> [Directions]:
Turn the rows below into a numbered list, skipping blank lines and leaving out the pictures.

> [Materials provided]:
----------------
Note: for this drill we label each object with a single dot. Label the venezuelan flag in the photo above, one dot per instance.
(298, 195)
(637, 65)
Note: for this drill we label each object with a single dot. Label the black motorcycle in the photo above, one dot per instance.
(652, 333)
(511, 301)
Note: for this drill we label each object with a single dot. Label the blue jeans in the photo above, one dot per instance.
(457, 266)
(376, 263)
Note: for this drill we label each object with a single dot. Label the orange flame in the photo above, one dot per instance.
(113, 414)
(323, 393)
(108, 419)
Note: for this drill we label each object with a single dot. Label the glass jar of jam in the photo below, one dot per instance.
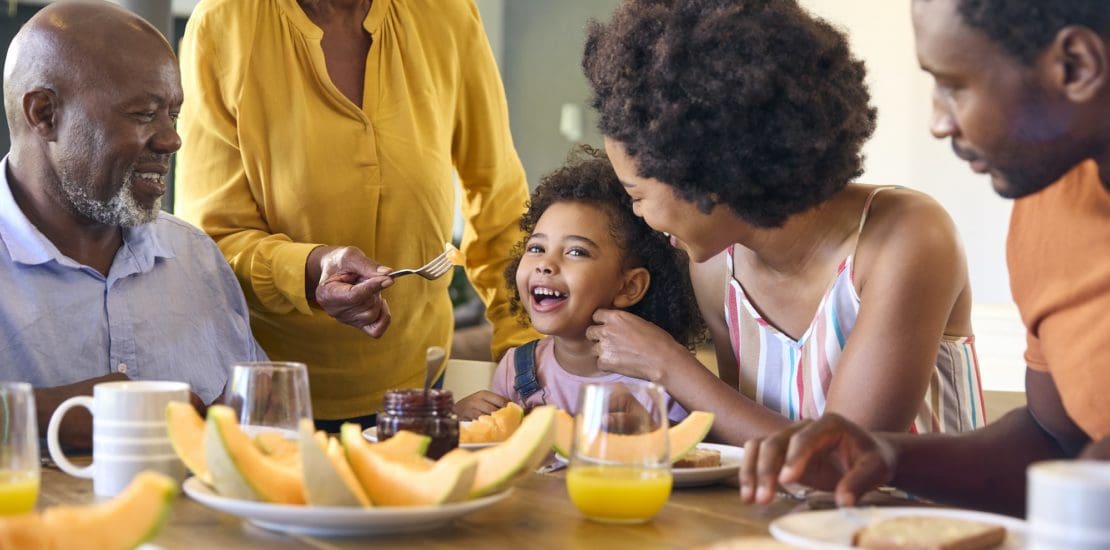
(431, 413)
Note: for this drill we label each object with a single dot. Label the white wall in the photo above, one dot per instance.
(904, 152)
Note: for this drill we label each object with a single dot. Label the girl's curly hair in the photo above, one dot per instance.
(587, 178)
(750, 103)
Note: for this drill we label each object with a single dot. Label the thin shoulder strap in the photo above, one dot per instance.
(524, 368)
(866, 212)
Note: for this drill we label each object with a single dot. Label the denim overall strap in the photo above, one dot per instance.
(524, 366)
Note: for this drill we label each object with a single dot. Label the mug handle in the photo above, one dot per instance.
(56, 448)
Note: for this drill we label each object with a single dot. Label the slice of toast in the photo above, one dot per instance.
(928, 532)
(699, 458)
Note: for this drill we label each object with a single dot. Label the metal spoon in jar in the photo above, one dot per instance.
(435, 362)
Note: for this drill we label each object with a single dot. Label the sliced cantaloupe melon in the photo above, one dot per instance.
(683, 437)
(498, 465)
(493, 428)
(686, 435)
(392, 480)
(328, 477)
(240, 470)
(185, 429)
(403, 443)
(24, 532)
(127, 520)
(282, 450)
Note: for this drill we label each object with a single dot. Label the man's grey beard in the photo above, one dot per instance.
----------------
> [Response to the exercise]:
1. Note: for this drill we label each object with a single dot. Label the venezuelan flag in the photo above, one dot per instance.
2. (298, 195)
3. (637, 65)
4. Note: for this drill we label each object with a single dot. Label the black motorcycle in the photo above, one dot per instance.
5. (652, 333)
6. (511, 301)
7. Note: for this drill we label each object with a single dot. Label the blue jeans in the photo above, one dot per instance.
8. (457, 266)
9. (376, 263)
10. Note: for this drill we label each object with a single dot. Label the orange flame in the photo above, one dot per instance.
11. (113, 414)
12. (323, 393)
13. (108, 419)
14. Note: for this drill we label each object with a single dot. Label the glass jar of jam in the photo below, one dot per instance.
15. (431, 413)
16. Note: for this drill we label each object with a single dot. Label the white wall in the photo above, one dot per instance.
17. (904, 152)
18. Note: for this drill we label each object with a single dot. Label the girl's curly hair in the photo above, one dot per instance.
19. (587, 178)
20. (750, 103)
21. Note: for this drill we label each object with a single dot. Label the thin shoulder strap in the photo above, one dot per instance.
22. (524, 368)
23. (866, 212)
24. Note: for this drill we label each object with a single dot. Label the denim overall strap in the photo above, one dot per instance.
25. (524, 366)
26. Note: for this drill we label each object with a single dot. Label the mug handle in the photo above, one dot per instance.
27. (56, 448)
28. Note: for this drill we label each object with a single dot. Label the slice of toast in the photo above, one dot per instance.
29. (928, 532)
30. (699, 458)
31. Note: for this drill we label each object with a single dot. Label the metal spoon in jar in the photo above, one dot per instance.
32. (435, 362)
33. Note: for this drill we label each object with a single dot. Label the sliced cantaloupe melon in the photo above, one dot per instance.
34. (683, 437)
35. (498, 465)
36. (493, 428)
37. (686, 435)
38. (392, 480)
39. (328, 477)
40. (240, 470)
41. (185, 429)
42. (403, 443)
43. (24, 532)
44. (127, 520)
45. (282, 450)
46. Note: for this drill we label each object with a single dot. Label the man's grey beard in the photo above, one dot per instance.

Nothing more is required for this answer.